--- START Text excerpt ---

Remember the commercial about the butter-basted turkey that used to come on television every year about this time? The commercial featured the plump, golden brown flesh on the firm body of a gracefully presented turkey, while the announcer described in sultry tones how warm butter had been made to melt and flow over the breasts and legs of the delicious creature. By the time the commercial was finished, viewers sat transfixed, staring at their televisions, unsure if the feelings that had been elicited by the ad had to do with hunger or lust. It is not clear what the ad did for the sale of turkeys, but demographics would undoubtedly show that the months following the appearance of the ad saw an increase in the population.

--- END Text excerpt ---

## To do
Copy the passage about the butter-basted turkey commercial from the words "Remember the commercial" through the words "in the population.", and replace "commercial" with "advertisement" everywhere it appears.

--- START Entries provided ---

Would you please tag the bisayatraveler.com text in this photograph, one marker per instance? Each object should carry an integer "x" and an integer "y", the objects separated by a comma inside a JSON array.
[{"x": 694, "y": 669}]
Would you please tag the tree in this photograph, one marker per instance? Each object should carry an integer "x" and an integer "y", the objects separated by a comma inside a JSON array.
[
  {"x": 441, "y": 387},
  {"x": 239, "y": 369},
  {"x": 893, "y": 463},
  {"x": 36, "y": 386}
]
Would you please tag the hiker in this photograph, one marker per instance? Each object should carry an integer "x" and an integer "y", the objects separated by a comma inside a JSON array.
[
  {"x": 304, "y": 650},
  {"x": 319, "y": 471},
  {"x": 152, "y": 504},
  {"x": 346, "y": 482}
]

--- END Entries provided ---
--- START Entries provided ---

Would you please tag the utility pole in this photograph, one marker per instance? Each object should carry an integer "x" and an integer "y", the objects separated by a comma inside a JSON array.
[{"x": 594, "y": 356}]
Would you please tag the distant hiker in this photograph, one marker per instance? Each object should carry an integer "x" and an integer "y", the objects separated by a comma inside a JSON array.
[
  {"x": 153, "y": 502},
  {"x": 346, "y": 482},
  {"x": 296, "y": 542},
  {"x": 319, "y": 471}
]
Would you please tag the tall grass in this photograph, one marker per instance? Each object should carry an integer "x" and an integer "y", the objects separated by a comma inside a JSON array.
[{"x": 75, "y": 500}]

--- END Entries provided ---
--- START Entries provided ---

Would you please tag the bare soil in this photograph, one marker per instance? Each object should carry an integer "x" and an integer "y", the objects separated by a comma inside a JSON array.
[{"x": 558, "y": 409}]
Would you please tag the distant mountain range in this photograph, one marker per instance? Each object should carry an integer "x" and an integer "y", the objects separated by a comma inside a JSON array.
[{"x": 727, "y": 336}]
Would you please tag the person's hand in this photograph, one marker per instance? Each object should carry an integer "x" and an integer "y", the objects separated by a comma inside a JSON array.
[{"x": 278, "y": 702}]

--- END Entries provided ---

## Final result
Remember the advertisement about the butter-basted turkey that used to come on television every year about this time? The advertisement featured the plump, golden brown flesh on the firm body of a gracefully presented turkey, while the announcer described in sultry tones how warm butter had been made to melt and flow over the breasts and legs of the delicious creature. By the time the advertisement was finished, viewers sat transfixed, staring at their televisions, unsure if the feelings that had been elicited by the ad had to do with hunger or lust. It is not clear what the ad did for the sale of turkeys, but demographics would undoubtedly show that the months following the appearance of the ad saw an increase in the population.